__EXTRAIT DU DOCUMENT__:
——

185 avertissements, 175 injonctions et 52 procès-verbaux
Au total, 791 établissements ont été contrôlés avec un palmarès assez inquiétant. Il y a ainsi eu 185 avertissements et 175 mesures de police administrative. Dans la plupart des cas, les professionnels se sont mis en conformité avec la modification de leurs CGV ou la souscription d’un abonnement à Bloctel afin de vérifier la présence ou non des numéros avant d’appeler.
49 procès-verbaux administratifs et 3 procès-verbaux pénaux ont été dressés « quand les professionnels utilisaient des listes non expurgées des numéros de consommateurs s’étant inscrits sur Bloctel, ou ne respectaient pas l’interdiction de démarcher par téléphone dans le secteur de la rénovation énergétique ». Dans ce dernier cas, une entreprise dans le Gard a été sanctionnée à hauteur de 342 230 euros.
Dans le Val-d’Oise la Direction départementale de la Protection des populations (DDPP) a « innové » contre une société qui avait appelé 415 consommateurs inscrits sur Bloctel : « l’amende prononcée a été publiée chaque semaine pendant 1 mois dans le journal Le Parisien, aux frais du professionnel ».
Du changement à partir du 1er mars pour le démarchage
La DGCCRF rappelle que, à partir du 1er mars 2023, « le démarchage téléphonique des consommateurs sera autorisé du lundi au vendredi, de 10 heures à 13 heures et de 14 heures à 20 heures ». Il sera donc interdit les samedis, dimanches et jours fériés.
La réglementation concernant le démarchage téléphonique a été renforcée pour lutter contre ces sollicitations souvent intrusives et parfois frauduleuses. La DGCCRF prend les devants : elle « a déjà prévu des enquêtes à venir pour exercer une surveillance accrue et continue dans ce secteur ».

——

__LIGNES DE DONNÉES__:
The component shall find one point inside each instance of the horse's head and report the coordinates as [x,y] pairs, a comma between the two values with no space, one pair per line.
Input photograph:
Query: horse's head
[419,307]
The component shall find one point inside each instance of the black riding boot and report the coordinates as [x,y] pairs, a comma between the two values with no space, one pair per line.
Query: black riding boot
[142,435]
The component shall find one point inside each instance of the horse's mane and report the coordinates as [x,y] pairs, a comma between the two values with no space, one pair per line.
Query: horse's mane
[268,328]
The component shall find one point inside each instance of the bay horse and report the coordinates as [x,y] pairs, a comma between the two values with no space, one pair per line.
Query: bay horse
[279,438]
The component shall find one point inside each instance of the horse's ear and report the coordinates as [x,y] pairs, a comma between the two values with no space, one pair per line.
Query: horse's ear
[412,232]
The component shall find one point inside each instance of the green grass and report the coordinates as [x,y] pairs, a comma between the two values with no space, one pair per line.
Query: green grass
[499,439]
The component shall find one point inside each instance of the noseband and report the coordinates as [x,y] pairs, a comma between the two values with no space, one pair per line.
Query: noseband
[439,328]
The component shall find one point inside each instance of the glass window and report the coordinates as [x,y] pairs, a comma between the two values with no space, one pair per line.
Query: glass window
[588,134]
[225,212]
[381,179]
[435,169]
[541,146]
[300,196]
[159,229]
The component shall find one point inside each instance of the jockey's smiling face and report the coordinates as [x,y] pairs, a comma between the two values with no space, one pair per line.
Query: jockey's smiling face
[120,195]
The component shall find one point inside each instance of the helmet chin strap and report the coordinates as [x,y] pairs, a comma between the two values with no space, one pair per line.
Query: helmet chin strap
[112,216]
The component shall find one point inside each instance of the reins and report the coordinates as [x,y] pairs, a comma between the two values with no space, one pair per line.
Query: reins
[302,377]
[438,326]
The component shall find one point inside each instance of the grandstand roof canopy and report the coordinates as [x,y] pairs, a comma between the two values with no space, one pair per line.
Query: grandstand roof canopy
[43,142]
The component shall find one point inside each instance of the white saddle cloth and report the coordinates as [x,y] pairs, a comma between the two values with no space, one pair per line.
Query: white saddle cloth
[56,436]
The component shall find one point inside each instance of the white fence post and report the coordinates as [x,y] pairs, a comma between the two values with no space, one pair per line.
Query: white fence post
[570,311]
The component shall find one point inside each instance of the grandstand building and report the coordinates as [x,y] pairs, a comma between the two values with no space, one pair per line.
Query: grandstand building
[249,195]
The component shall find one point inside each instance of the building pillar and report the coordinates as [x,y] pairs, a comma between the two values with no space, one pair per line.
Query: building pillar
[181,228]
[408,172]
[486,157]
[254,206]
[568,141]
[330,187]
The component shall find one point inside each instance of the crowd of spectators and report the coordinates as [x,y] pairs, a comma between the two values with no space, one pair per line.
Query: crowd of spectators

——

__TRAVAIL DEMANDÉ__:
a. Indiquez combien de lignes des entrées contiennent la chaîne « grandstand », en donnant seulement le nombre.
b. Reprenez le texte sur le démarchage téléphonique à la suite de sa dernière phrase.
Le texte sur le démarchage téléphonique et les entrées n'ont pas la même origine.

__RÉPONSES__:
a. 4

b.
Professionnels de l’immobilier : le taux d’anomalie atteint 62,5 %
Vous en voulez encore ? Hier, c’était au tour des professionnels de l’immobilier d’être dans le collimateur de la répression des fraudes. Les contrôles portaient d’abord sur les sites internet des professionnels, puis dans les établissements. Les griefs sont nombreux, mais pas surprenants (comme pour Bloctel) : « Information incomplète des clients, allégations trompeuses, flou sur les honoraires… ». Le taux d’anomalie des établissements est de 62,5 %.
Le compte rendu de la répression des fraudes propose une liste à la Prévert des défauts constatés, trop longue pour la détailler ici. Sur l’état des lieux par exemple, « l’enquête a permis de constater que les agences ont tendance à réaliser elles-mêmes l’état des lieux d’entrée, succinctement (document d’environ 4 pages) alors qu’elles font appel à des prestataires externes pour la réalisation de l’état des lieux de sortie, aboutissant à la production d’un document exhaustif (d’environ 20 pages) ».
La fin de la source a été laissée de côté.